>>>>>
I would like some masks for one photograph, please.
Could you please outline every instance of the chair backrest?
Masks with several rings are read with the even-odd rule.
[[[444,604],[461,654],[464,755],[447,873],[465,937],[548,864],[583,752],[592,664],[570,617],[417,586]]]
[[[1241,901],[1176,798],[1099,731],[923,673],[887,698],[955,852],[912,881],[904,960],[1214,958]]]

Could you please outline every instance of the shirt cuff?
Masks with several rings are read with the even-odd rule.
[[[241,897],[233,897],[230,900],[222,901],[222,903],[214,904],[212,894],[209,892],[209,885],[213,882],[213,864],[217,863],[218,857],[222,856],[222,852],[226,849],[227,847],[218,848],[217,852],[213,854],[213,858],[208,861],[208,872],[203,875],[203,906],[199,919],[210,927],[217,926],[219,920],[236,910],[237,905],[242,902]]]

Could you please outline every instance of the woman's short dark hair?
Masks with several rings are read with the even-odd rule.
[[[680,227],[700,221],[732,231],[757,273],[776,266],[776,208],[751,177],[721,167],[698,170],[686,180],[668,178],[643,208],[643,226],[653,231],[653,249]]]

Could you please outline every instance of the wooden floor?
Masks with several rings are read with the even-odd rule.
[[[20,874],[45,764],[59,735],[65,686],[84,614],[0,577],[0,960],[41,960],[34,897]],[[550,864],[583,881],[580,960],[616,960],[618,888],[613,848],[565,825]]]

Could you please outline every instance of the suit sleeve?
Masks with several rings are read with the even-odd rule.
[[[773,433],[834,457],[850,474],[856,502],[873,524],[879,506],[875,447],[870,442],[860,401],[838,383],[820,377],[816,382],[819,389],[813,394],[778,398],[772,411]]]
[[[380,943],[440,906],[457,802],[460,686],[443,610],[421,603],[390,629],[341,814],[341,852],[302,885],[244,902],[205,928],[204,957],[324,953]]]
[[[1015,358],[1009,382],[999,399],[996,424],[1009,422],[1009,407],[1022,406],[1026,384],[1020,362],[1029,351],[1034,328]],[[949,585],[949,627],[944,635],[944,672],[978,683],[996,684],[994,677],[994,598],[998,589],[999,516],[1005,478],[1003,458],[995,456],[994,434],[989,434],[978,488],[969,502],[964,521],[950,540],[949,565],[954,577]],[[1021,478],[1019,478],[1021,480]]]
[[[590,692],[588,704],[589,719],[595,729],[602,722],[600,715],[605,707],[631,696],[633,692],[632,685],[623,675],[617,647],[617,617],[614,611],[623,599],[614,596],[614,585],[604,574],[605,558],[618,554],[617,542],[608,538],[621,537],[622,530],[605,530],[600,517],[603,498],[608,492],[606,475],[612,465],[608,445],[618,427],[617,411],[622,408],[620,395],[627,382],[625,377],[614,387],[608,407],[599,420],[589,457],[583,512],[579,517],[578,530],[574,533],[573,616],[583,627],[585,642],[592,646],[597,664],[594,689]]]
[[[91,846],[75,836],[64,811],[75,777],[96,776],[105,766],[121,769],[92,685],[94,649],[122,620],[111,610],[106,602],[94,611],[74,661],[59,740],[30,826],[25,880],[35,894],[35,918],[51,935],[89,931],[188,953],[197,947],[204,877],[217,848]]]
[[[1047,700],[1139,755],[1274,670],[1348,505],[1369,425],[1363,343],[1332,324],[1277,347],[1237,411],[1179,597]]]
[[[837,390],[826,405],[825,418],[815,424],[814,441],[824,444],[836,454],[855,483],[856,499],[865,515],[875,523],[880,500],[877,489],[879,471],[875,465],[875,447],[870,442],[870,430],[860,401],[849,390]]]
<<<<<
ASSIGNMENT: Your reply should be the material above, repeated word for word.

EXERCISE RESPONSE:
I would like some masks for one photograph, please.
Could you please outline every instance of the chair backrest?
Masks with several rings are read with the even-odd rule.
[[[444,604],[461,654],[464,755],[447,873],[465,937],[548,864],[583,752],[592,664],[570,617],[417,586]]]
[[[1241,901],[1176,798],[1099,731],[923,673],[887,698],[955,852],[912,881],[904,960],[1214,958]]]

Could you please outline every instance of the shirt cuff?
Masks with several rings are read with the even-odd rule.
[[[241,897],[233,897],[230,900],[222,901],[222,903],[214,904],[212,894],[209,892],[209,885],[213,882],[213,864],[217,863],[218,857],[222,856],[222,852],[226,849],[227,847],[218,848],[217,852],[213,854],[213,858],[208,861],[208,872],[203,875],[203,906],[199,919],[210,927],[217,926],[219,920],[236,910],[237,905],[242,902]]]

Could you please outline every instance of the woman's short dark hair?
Masks with several rings are read with the even-odd rule.
[[[680,227],[700,221],[732,231],[757,273],[776,266],[776,208],[751,177],[721,167],[698,170],[686,180],[668,178],[643,208],[643,226],[653,231],[653,249]]]

Could you please outline every instance of the wooden floor?
Masks with several rings are read with the even-odd rule.
[[[20,874],[45,764],[59,735],[65,686],[84,614],[0,577],[0,960],[41,960],[34,897]],[[550,864],[583,881],[580,960],[616,960],[618,888],[613,848],[565,825]]]

Could you please outline every instance of the suit sleeve?
Masks with several rings are read with the even-odd rule.
[[[773,433],[834,457],[850,474],[856,502],[873,524],[879,506],[875,447],[870,442],[860,401],[838,383],[820,377],[816,382],[819,389],[813,394],[778,398],[772,411]]]
[[[380,943],[440,906],[457,802],[460,686],[443,610],[421,603],[390,629],[341,814],[341,852],[302,885],[244,902],[205,928],[204,957],[324,953]]]
[[[1015,358],[1009,382],[999,399],[996,424],[1009,422],[1009,407],[1022,406],[1026,384],[1020,362],[1029,351],[1034,328]],[[949,585],[949,627],[944,635],[944,672],[978,683],[996,684],[994,677],[994,598],[998,589],[999,516],[1005,478],[1003,458],[995,456],[994,434],[989,434],[978,488],[969,502],[964,521],[950,540],[949,565],[954,577]],[[1021,478],[1019,478],[1021,480]]]
[[[590,692],[588,704],[589,719],[595,729],[602,722],[600,715],[605,707],[631,696],[633,692],[632,685],[623,675],[617,647],[617,617],[614,611],[623,599],[614,596],[614,585],[604,574],[605,558],[618,554],[617,542],[608,538],[621,537],[622,530],[605,530],[600,517],[603,498],[608,492],[606,475],[612,465],[608,445],[618,427],[617,411],[622,408],[620,395],[627,382],[625,377],[614,387],[608,407],[599,420],[589,457],[583,512],[579,517],[578,530],[574,533],[573,616],[583,627],[585,642],[592,646],[597,664],[594,689]]]
[[[91,846],[75,836],[64,811],[75,777],[96,776],[105,766],[121,769],[92,685],[94,649],[122,620],[111,610],[106,602],[94,611],[74,661],[59,740],[30,826],[25,880],[35,894],[35,918],[51,935],[89,931],[188,953],[197,947],[204,877],[217,848]]]
[[[1047,700],[1139,755],[1274,670],[1348,505],[1369,425],[1363,343],[1332,324],[1277,347],[1237,411],[1179,597]]]
[[[837,390],[826,405],[825,418],[815,424],[814,441],[824,444],[836,454],[855,483],[856,499],[865,515],[875,523],[880,500],[877,489],[879,471],[875,465],[875,447],[870,442],[870,430],[860,401],[849,390]]]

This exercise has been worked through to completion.